Set task 1 » Copy the listing below line for line, exactly as it appears, from the first line to the last.

** begin Passage provided **

Book people are a bit odd. I am a book lover and admittedly I am a bit odd. I love books in the same way people love art or music. I appreciate the work as a whole and also the little details. A book, to me, is three parts: the actual story, the story that the writer is inadvertently telling about himself/herself, and the story of all the people who have gone on the journey before me.
It is obvious to love the first part. If it’s a good story, you can’t put it down. You think about the characters long after you have turned the last page; you are affected by it on some level, and without even knowing it, changed a little. You see the world differently, you view a person differently, you think about what could be, and what is to come. If a book is good, I will read the whole thing right then and there. I have been known to read a book twice in one day. If a book is great, I might savor it, reading it in chunks, thinking about my “friends”. If a book is bad, I close the book. But if a book is mildly entertaining, I weep – I become a prisoner – I can’t put the book down, because if I do, I will never know what happened, and hey, maybe it will get better. Miracles can happen. But if I keep reading and trudging through the vomit of pretentious descriptions (yes we all know you own a thesaurus), and bad character development, and sub plots that make me want to poke my eyes out, I am just going to be mad. These books take me a week to read, because I begrudgingly have to finish them. Every time I pick them up I am mad that they have held me hostage. But I digress.
The second part is about the writer. This is something that gets overlooked so often, but to me is beautiful. When an author does a story right and connects you to a character and their journey, they are unintentionally connecting you to themselves. It is obvious to see that certain authors love justice or believe that every person can make a difference. I have read authors and thought about how visible their insecurities are, or their deepest longings, and I end up praying for them. As a writer, it is almost impossible to not put yourself on the page, which is why even an amateur writer’s tome is a sacred thing. And when a book is published, a little piece of the author is on display for anyone who is looking hard enough to see. I personally love discovering these things about the name on the cover.

** end Passage provided **
** begin Task data **

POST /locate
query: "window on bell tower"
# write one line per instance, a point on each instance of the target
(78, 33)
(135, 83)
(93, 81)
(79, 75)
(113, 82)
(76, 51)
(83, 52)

** end Task data **

Set task 2 » Write the next part of the essay on being a book lover, starting after its final sentence.

Final result 1 »
POST /locate
query: "window on bell tower"
# write one line per instance, a point on each instance of the target
(78, 33)
(135, 83)
(93, 81)
(79, 75)
(113, 82)
(76, 51)
(83, 52)

Final result 2 »
The third part is a bit stranger, but by far my favorite. When you read a book – when you leave to go to Middle Earth, or turn-of-the-century Brooklyn, or into the future of space – you are not the first. Reading is a solo act, but it is something that though done alone, it is not lonely. Book clubs exist to discuss the new friends made, and the new adventures that people have gone on. Talking about reading connects our intimate experience to one another. And when I read a book someone else has already read, I am connected to their journey through the book. I see the notes in the pages, the scribbles in the margins and the highlights of parts that spoke to the other readers and I can catch a small glimpse of what they were thinking. The coffee ring on the cover where it was used as a coaster. I can see the jelly they enjoyed while reading because they couldn’t be bothered to put the book down while eating. I see the watermarks and know they picked this book to relax in the tub with. And I see the dog eared pages and wonder, would I have stopped there?
A friend of mine recently gave me an old Encyclopedia Britannica, printed in 1892. The pages are yellow and the binding is falling apart. To anyone else this is just an old book. But to me this book is beautiful and telling. I imagine the brand new book sitting in a store window before the turn of the century, lined up next to its companions. And this book that I can hold in my hand and touch its pages has seen Prohibition, the Great Depression, world wars, hippies, the disco age, the fall of the Berlin wall, and when Bill Clinton famously denied … well, you know. This book sat quietly on a shelf and witnessed love, and loss, and life. Maybe a lawyer owned them, or a professor. Maybe a mother bought them as an investment for her young children? Who owned this book? Who has touched its pages, or ran a finger down its spine?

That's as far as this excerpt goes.